» **TEXT EXCERPT**:
***
DLGP

Doctor of Leadership in Global Perspectives: Crafting Ministry in an Interconnected World

To Empower or Enable

Written by: on September 9, 2021

I found Steele’s Shame to be a thoughtful critical analysis of America, our political systems, and the forces at play that are competing for power and control. His explanation of the new liberalisms ‘poetic truth’ and its impact on society and specifically minority populations describe the ongoing barriers that have allowed disenfranchised people groups to remain within that identity and in inferior positions. Steel talks of how the polarization of the political parties has led America to its current position of liberalism being equitable with a utopian version of freedom and unity while conservatism is advocating for the oppressive evils of the past. Published six years ago now, the application of his words has never been timelier as with the immediately preceding and current administrations. The continued polarity and negative characterizations on both sides of the aisle have only emphasized the truth that Steele speaks of when we can see how little of The Good is being realized throughout America today.

Specifically in relation to my previous and current vocational experience, I have witnessed how even with possibilities presented, “the deprivations of segregation [have left many] without the necessary social capital and knowhow to exploit those possibilities” (103). In my current work with undergraduate students, the curriculum my institution has set for their introductory welcome course is centered on the community cultural wealth model. Lessons and assignments are based on the various capitals and assist students in understanding which ones they already possess and how to grow the ones they may have little of. Their final assignment is then to identify which capitals and practical action steps can be taken in relation to a current societal issue. The patterns I have seen emerge from my time assessing this assignment for thousands of students has been reinforced by Steele’s articulation of how systemic and circular well-intended (or not) governmental programs to aid specific populations have created a long-term reliance on a government that will never be able to fulfill its promise.
***
» **TASKS AND EXERCISES**:
(1) In the post about Steele's Shame, what model is the curriculum for the introductory welcome course centered on?
(2) According to the post about Steele's Shame, what does the book critically analyze? List each item.
(3) In the post about Steele's Shame, rewrite the paragraph that begins "Specifically in relation to my previous and current vocational experience" as a bulleted list that keeps its main facts.

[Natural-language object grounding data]
***
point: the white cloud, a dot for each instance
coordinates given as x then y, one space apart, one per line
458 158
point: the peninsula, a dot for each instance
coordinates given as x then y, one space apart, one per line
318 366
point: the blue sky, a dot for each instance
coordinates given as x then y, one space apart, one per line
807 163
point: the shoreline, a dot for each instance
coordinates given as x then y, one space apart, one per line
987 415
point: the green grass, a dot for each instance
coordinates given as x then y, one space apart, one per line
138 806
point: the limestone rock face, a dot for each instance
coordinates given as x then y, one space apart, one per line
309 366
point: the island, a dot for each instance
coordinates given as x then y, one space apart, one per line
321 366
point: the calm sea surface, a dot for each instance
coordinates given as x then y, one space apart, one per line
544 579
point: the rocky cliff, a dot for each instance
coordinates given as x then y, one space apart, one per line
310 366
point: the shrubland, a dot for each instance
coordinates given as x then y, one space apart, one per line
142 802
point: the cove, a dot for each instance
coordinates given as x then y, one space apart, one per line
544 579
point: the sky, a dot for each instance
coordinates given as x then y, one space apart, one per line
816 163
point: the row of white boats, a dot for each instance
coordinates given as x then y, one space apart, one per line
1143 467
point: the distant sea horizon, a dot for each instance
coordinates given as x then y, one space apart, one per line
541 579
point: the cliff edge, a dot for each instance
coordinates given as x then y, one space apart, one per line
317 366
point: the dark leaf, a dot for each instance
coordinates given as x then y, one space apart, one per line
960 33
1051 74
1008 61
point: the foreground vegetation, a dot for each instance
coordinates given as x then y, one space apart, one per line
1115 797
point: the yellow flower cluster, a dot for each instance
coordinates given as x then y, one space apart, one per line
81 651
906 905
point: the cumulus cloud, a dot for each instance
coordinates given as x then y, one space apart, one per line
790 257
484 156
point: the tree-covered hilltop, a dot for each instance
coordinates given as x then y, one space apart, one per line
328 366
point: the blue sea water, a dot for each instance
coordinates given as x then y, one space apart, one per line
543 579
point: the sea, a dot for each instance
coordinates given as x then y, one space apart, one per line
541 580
***
» **SOLUTIONS FOR EACH TASK**:
(1) The community cultural wealth model.

(2)
- America
- Our political systems
- The forces at play that are competing for power and control

(3)
- The writer has seen that, even with possibilities presented, the deprivations of segregation have left many without the social capital and knowhow to exploit those possibilities (103).
- The writer works with undergraduate students. Their institution's introductory welcome course centers on the community cultural wealth model.
- Lessons and assignments are based on the various capitals. They help students see which capitals they already have and how to grow the ones they lack.
- In the final assignment, students identify capitals and practical action steps for a current societal issue.
- Assessing this assignment for thousands of students, the writer has seen patterns. Steele's account reinforces these patterns: governmental programs meant to aid specific populations have created a long-term reliance on a government that can never fulfill its promise.